**Your instructions**
Revise the opinion excerpt on forfeiture jurisdiction by reproducing it from "In this case, however, notice" up to and including "claimant's substantive claims.", with "home" changed to "residence" throughout that span.

**Text under study**
=======
We also do not accept claimant's contention that the state courts had exclusive jurisdiction because the res was seized by state authorities pursuant to a state search warrant.5  In Scarabin v. Drug Enforcement Administration, 966 F.2d 989, 993-94 (5th Cir. 1992), the Fifth Circuit stated that:

From the moment of seizure the state district court had exclusive control over the res by virtue of issuing the search warrant that procured the seized funds and never relinquished that control to the DEA or any other agency or person.... Here, Louisiana's statutory law, La.C.Cr.P. art 167, clearly and unequivocally ... provides that the state court asserts control over items seized pursuant to its warrant.... Nothing in Louisiana's comprehensive forfeiture law indicates that forfeiture is an exception to art. 167....

In this case, however, notice of seizure was pursuant to Michigan forfeiture law (on the basis of items seized in that home pursuant to the search warrant) which requires the commencement of state court proceedings to confer in rem jurisdiction upon the state courts. Because the State of Michigan never instituted a forfeiture action against the home, the only action in state court was the in personam criminal action against the claimant for growing marijuana. In contrast, the federal forfeiture action brought under section 881 was a civil in rem proceeding which is independent of any factually related criminal actions. One 1986 Chevrolet Van, 927 F.2d at 44 (citing United States v. One 1974 Porsche 911-S, 682 F.2d 283, 285 (1st Cir. 1982)). Accordingly, we find that the District Court properly exercised jurisdiction and turn to address the claimant's substantive claims.
=======
**Source information**
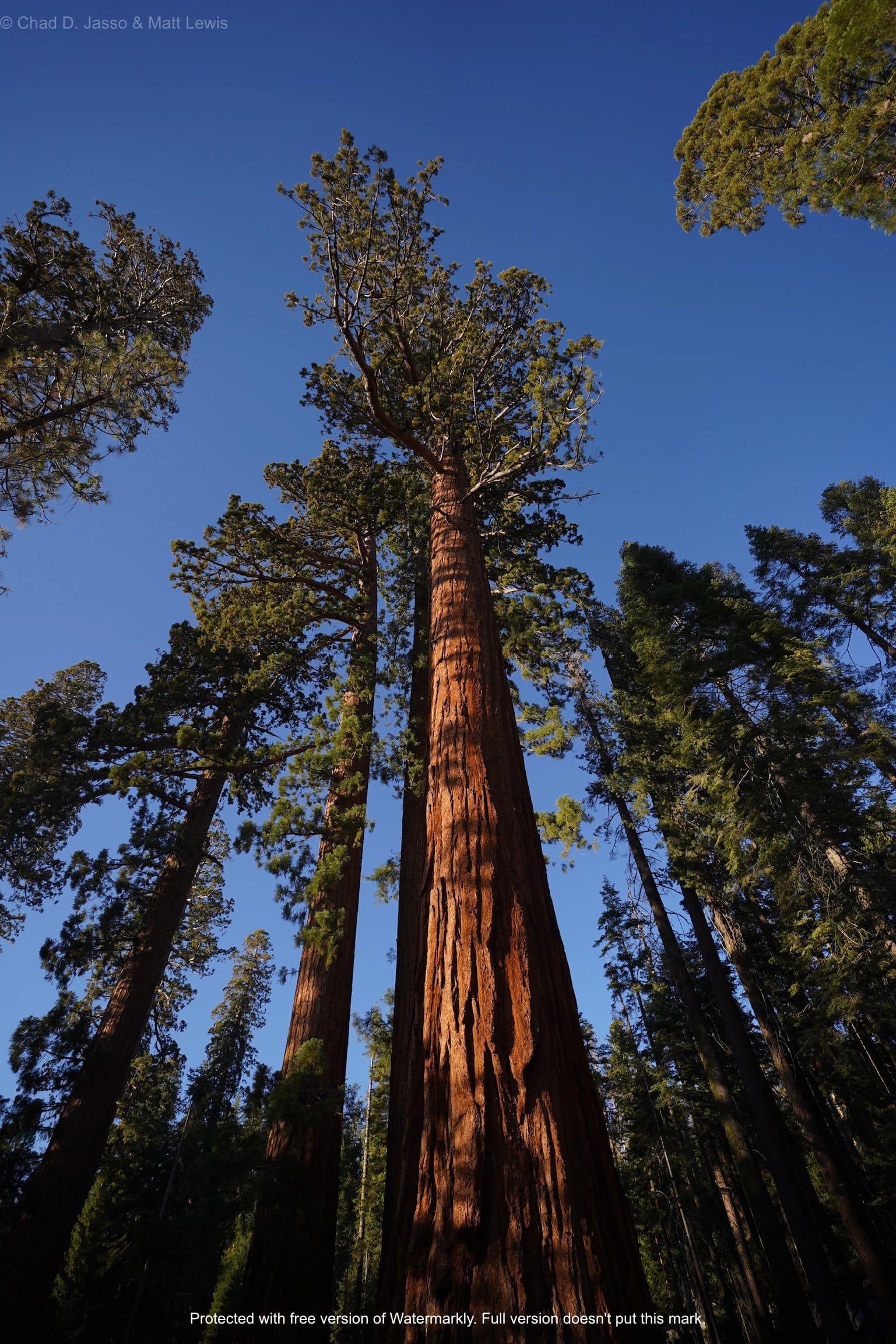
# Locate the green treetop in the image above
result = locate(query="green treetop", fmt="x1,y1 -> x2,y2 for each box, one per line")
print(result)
676,0 -> 896,237
0,192 -> 211,543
=======
**Result**
In this case, however, notice of seizure was pursuant to Michigan forfeiture law (on the basis of items seized in that residence pursuant to the search warrant) which requires the commencement of state court proceedings to confer in rem jurisdiction upon the state courts. Because the State of Michigan never instituted a forfeiture action against the residence, the only action in state court was the in personam criminal action against the claimant for growing marijuana. In contrast, the federal forfeiture action brought under section 881 was a civil in rem proceeding which is independent of any factually related criminal actions. One 1986 Chevrolet Van, 927 F.2d at 44 (citing United States v. One 1974 Porsche 911-S, 682 F.2d 283, 285 (1st Cir. 1982)). Accordingly, we find that the District Court properly exercised jurisdiction and turn to address the claimant's substantive claims.